DOCUMENT SECTION:
WTF, D&D: Cthulhu ’90s Solo Project – The Toné Out of Space (Part 2)

firehouse

Zack: Left Eye returns to the firehouse with her purloined tuning fork. The one you bit a dog to steal.

Steve: Do we have a lab?

Zack: You have a table, a computer, and a miscroscope. I guess that qualifies.

Steve: Taking that fork to the lab.

Zack: Further examination of the fork reveals a mechanism almost like a gyroscope concealed in the base. You can’t determine what it does though and the fork doesn’t respond to any noises you make. So it doesn’t even really seem to work as a regular tuning fork.

Steve: What was it called? That guy that kept calling Left Eye a darkie said a name for it.

Zack: Liebekunst called them Zladislavsky forks.

Steve: I am going to computer research that and if I can’t find anything on the computer I’m going to go to the library.

Zack: On the BBSes you turn up some references to a Russian inventor named Ivan Zladislavsky. He was a compatriot of Nikola Tesla. There are some references to an invention, something about transferring matter with sound, and to his forks and the fact that his invention never worked and he disappeared in 1899.

Steve: What about the library?

Zack: There is a copy of a rare book called Mad Inventors of the Impossible. The only copy is on loan from Providence to Seattle’s library, but according to the worker at the library it has been checked out for almost a month.

Steve: Who checked it out?

Zack: The librarian resolutely refuses to tell you that.

Steve: Flash her the ghoul eye.

DATASET EXTRACT:
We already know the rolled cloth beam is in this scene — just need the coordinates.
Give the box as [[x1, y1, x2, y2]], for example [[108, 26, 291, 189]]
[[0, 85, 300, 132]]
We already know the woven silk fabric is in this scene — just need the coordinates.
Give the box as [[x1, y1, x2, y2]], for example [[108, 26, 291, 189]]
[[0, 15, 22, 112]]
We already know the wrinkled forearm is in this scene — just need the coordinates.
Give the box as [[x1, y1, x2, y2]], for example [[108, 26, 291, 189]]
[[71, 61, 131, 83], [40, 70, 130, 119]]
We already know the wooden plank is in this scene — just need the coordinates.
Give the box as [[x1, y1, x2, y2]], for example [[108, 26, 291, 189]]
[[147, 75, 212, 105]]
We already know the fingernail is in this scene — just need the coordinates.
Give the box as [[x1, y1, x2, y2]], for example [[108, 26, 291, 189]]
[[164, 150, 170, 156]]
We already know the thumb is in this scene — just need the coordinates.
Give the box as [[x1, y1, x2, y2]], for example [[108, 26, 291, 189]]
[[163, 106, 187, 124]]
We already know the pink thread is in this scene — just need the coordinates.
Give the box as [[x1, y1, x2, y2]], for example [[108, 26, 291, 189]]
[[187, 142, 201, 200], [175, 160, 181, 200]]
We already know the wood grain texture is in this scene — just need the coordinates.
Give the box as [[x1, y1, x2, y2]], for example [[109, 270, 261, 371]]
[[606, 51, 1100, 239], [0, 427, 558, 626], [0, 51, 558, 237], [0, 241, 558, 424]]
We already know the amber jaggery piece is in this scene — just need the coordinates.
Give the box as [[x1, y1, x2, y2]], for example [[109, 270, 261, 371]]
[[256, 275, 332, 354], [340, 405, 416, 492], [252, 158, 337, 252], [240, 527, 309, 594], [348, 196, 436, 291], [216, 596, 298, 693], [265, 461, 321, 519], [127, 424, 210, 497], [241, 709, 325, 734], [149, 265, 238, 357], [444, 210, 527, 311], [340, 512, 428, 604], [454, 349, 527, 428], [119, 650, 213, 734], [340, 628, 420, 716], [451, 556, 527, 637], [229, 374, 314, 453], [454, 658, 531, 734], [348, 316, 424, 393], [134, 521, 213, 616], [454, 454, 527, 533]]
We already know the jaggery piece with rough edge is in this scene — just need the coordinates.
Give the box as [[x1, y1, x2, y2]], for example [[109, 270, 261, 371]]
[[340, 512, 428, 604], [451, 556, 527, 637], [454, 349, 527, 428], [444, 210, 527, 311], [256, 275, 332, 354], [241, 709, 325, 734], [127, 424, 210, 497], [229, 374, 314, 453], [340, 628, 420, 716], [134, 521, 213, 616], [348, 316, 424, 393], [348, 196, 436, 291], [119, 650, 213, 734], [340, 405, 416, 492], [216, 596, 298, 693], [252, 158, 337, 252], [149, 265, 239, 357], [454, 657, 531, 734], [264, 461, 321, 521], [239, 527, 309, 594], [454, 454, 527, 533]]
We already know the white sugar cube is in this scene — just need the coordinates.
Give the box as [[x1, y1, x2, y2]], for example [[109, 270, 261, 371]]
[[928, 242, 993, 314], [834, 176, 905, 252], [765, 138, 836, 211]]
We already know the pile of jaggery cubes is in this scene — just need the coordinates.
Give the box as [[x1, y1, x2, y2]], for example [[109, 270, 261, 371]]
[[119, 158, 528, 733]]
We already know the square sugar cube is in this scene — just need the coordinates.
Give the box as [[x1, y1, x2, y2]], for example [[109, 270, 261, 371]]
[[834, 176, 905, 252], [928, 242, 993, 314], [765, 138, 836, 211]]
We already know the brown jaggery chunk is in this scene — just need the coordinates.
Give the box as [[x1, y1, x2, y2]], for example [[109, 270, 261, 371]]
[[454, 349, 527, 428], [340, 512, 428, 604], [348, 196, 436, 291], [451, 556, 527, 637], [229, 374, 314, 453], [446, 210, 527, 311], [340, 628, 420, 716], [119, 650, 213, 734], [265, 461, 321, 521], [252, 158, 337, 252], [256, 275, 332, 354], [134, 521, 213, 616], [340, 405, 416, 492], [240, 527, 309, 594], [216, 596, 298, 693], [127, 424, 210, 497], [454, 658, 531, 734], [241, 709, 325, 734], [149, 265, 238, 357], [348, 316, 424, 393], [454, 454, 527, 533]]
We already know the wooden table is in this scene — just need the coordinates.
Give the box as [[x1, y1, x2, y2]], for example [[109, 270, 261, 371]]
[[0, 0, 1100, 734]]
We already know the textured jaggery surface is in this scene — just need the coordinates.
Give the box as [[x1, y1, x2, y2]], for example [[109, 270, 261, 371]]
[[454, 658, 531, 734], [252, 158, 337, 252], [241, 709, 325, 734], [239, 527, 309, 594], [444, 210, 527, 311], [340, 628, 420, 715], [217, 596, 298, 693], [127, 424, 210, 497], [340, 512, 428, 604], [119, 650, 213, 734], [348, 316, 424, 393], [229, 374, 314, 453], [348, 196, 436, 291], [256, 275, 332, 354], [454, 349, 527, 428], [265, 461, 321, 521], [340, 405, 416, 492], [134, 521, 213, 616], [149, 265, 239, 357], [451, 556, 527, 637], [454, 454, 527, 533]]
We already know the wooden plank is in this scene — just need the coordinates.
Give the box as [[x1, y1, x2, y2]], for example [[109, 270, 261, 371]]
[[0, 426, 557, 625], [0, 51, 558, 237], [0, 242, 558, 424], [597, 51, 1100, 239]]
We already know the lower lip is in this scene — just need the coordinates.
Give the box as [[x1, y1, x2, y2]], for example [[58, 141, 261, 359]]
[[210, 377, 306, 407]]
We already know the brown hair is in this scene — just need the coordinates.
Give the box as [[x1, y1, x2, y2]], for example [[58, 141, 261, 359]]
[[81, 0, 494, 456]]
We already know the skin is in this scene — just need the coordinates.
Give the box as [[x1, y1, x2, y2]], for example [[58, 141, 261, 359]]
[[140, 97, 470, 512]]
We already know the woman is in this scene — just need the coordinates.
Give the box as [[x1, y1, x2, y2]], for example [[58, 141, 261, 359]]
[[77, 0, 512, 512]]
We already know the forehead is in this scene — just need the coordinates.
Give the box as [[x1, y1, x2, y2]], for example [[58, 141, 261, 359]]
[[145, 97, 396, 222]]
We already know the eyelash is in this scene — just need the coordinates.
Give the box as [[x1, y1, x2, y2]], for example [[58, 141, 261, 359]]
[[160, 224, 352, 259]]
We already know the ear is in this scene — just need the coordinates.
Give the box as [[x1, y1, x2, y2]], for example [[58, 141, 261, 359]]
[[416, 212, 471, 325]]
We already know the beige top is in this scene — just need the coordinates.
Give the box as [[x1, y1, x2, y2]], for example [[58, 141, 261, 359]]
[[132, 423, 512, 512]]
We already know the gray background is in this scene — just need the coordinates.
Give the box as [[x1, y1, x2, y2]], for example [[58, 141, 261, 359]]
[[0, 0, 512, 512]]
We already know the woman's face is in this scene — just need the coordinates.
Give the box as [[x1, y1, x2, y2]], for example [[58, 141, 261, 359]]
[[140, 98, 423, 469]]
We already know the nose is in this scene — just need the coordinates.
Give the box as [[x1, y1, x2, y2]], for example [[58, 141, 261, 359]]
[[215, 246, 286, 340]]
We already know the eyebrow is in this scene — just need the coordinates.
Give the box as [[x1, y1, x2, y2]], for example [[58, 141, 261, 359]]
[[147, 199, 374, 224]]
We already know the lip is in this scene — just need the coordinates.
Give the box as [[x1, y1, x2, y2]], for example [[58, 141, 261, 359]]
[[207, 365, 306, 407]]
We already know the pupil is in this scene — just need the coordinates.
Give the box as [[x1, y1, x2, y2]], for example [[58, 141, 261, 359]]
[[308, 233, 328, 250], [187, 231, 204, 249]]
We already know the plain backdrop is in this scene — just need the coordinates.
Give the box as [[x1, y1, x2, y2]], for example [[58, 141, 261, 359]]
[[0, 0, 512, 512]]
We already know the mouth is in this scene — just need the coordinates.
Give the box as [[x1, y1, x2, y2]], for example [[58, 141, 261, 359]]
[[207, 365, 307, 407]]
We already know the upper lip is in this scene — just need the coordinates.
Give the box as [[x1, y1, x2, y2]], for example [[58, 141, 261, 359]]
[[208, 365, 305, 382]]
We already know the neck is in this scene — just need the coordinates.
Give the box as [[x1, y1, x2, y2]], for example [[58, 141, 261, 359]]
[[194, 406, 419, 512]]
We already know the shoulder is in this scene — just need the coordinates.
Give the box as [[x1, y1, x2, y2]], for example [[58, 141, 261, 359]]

APPLY WHAT YOU READ:
- A) List every character mentioned by name in the Cthulhu solo game transcript, leaving out the two speakers, Zack and Steve.
- B) Write the next part of the Cthulhu solo game transcript, continuing the dialogue between Zack and Steve in the same format.

SOLVED PROBLEMS:
- A) Left Eye, Liebekunst, Ivan Zladislavsky, Nikola Tesla

- B)
Zack: One, you’re talking on the phone to her, and two, librarians are immune to evil eyes. That’s their power.

Steve: And there is nowhere else for Left Eye to get that book?

Zack: Not unless Chilli or T-Boz have a copy.

Steve: Fine. Calling up the Wolfman. Giving him the info I’ve dug up on these Zalad forks.

Zack: “Hmmm, so whoever left that weird body behind is doing something with tuning forks. Well, the DNA came back on the corpse, and it seems to be African American DNA, male, but that’s about all we can tell. It’s mangled. As if the DNA is just as half-formed as the corpse.”

Steve: So this guy was trying to transfer from one point to another using the forks, but something went wrong. Like the fly in the teleport machine. He must have had some friends who started the fire. They know what’s up.

Zack: Wolfman doesn’t have any leads.

Steve: Maybe I could try using the tuning fork. I would guess the ritual or whatever is in that missing book. But maybe I could sort of get it to work.

Zack: Wolfman mentions those star charts that were burned. “You said Zladislavsky disappeared in 1899. What if there was something about the stars that makes using the tuning forks possible? If it happened in 1899 then maybe it’s happening now.”

Steve: Good idea Dude Who is Talking for the Keeper. Thanks for your tip. I’m going to look up star charts and 1899 to see if there are any weird things happening now that happened then.

Zack: Yes! There is a direct view of a star called Aposopheran near the Pleiades. The view is only unobstructed for five days once every 47 years. That would mean this year and 1899 were both years when it was visible.

Steve: “Gotta go try this out, Wolfman!” Gonna find out what time of night this Aposopheran thing is at its apex or whatever and then deploy the fork.

Zack: Are you going to say or do anything in particular?

Steve: No, just set it up and watch from a folding chair. And make sure I’m in a wide open area and I have my flamethrower ready.